EXERCISE:
Update the records below so that "disc" becomes "circle" wherever it appears, and keep every other line and character unchanged.

Entries from a point annotation set:
+-------+

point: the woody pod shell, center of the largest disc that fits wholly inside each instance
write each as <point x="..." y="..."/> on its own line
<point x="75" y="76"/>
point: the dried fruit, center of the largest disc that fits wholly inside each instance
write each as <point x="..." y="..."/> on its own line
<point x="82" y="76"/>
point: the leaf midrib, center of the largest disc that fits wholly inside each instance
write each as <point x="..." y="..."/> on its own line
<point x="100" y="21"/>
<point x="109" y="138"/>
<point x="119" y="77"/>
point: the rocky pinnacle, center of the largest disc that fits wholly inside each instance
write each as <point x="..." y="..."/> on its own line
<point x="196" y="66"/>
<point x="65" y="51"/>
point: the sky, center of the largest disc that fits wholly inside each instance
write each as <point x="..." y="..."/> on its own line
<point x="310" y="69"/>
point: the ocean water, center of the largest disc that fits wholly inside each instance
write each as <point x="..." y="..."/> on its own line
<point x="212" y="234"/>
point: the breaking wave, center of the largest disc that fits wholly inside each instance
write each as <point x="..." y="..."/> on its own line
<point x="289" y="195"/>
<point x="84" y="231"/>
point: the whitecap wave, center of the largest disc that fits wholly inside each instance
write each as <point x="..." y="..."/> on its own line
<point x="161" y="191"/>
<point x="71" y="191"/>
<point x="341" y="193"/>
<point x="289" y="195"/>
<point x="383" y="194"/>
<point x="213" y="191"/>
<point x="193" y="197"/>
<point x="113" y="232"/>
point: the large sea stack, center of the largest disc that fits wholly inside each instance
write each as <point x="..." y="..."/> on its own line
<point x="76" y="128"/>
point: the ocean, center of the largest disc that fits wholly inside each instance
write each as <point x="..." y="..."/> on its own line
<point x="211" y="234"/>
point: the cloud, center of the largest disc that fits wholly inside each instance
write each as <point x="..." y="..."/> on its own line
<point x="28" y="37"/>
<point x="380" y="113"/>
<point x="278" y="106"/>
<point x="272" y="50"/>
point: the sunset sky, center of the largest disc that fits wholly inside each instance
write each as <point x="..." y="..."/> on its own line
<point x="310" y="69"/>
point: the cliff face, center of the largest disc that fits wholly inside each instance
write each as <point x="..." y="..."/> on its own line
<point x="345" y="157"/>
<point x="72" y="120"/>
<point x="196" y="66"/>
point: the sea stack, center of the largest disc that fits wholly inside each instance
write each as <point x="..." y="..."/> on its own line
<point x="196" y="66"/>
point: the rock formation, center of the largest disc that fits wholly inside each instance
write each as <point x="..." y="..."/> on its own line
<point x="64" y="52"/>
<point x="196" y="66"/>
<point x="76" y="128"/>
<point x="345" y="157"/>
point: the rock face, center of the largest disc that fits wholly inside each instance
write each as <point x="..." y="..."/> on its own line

+-------+

SOLUTION FOR THIS EXERCISE:
point: the woody pod shell, center of the largest circle that fits wholly inside each instance
write each as <point x="..." y="..."/> on its own line
<point x="75" y="76"/>
point: the dried fruit, center of the largest circle that fits wholly inside each instance
write each as <point x="..." y="..."/> on its own line
<point x="82" y="76"/>
point: the leaf midrib, center of the largest circle that fits wholly inside each instance
write each as <point x="..." y="..."/> on its own line
<point x="100" y="21"/>
<point x="109" y="138"/>
<point x="119" y="77"/>
point: the rocky pinnacle, center of the largest circle that fits wholly inside each instance
write each as <point x="..." y="..."/> on its own line
<point x="196" y="66"/>
<point x="65" y="51"/>
point: the sky, center of the largest circle that fits wholly inside each instance
write each as <point x="..." y="..."/> on its own line
<point x="310" y="69"/>
point: the ocean water, center of the largest circle that fits wholly inside each instance
write each as <point x="..." y="..."/> on its own line
<point x="212" y="234"/>
point: the breaking wave, center of the largest circle that fits wholly inside each instance
write each as <point x="..." y="..."/> on its own line
<point x="289" y="195"/>
<point x="84" y="231"/>
point: the whitecap wave, center of the largest circle that fits wholly inside each instance
write each as <point x="..." y="..."/> on its own line
<point x="161" y="191"/>
<point x="71" y="191"/>
<point x="341" y="193"/>
<point x="289" y="195"/>
<point x="383" y="194"/>
<point x="213" y="191"/>
<point x="193" y="197"/>
<point x="113" y="232"/>
point: the large sea stack, center of the largest circle that fits wholly inside each instance
write each as <point x="..." y="..."/> on its own line
<point x="76" y="128"/>
point: the ocean, center of the largest circle that fits wholly inside each instance
write each as <point x="..." y="..."/> on its own line
<point x="211" y="234"/>
point: the cloud, center of the largest circle that fits wholly inside each instance
write each as <point x="..." y="..."/> on its own line
<point x="28" y="37"/>
<point x="380" y="113"/>
<point x="278" y="106"/>
<point x="272" y="50"/>
point: the sunset sky, center of the largest circle that fits wholly inside each instance
write each as <point x="..." y="..."/> on its own line
<point x="310" y="69"/>
point: the cliff face, center of the largest circle that fits wholly inside each instance
write each as <point x="..." y="..."/> on its own line
<point x="345" y="157"/>
<point x="72" y="120"/>
<point x="196" y="66"/>
point: the sea stack, center of the largest circle that fits wholly inside each instance
write each as <point x="..." y="..."/> on its own line
<point x="196" y="66"/>
point: the rock formation, center of the largest circle that fits wholly inside each instance
write each as <point x="..." y="..."/> on its own line
<point x="64" y="52"/>
<point x="196" y="66"/>
<point x="76" y="128"/>
<point x="345" y="157"/>
point: the rock face, center of the largest circle that fits wholly inside each instance
write each as <point x="..." y="..."/> on its own line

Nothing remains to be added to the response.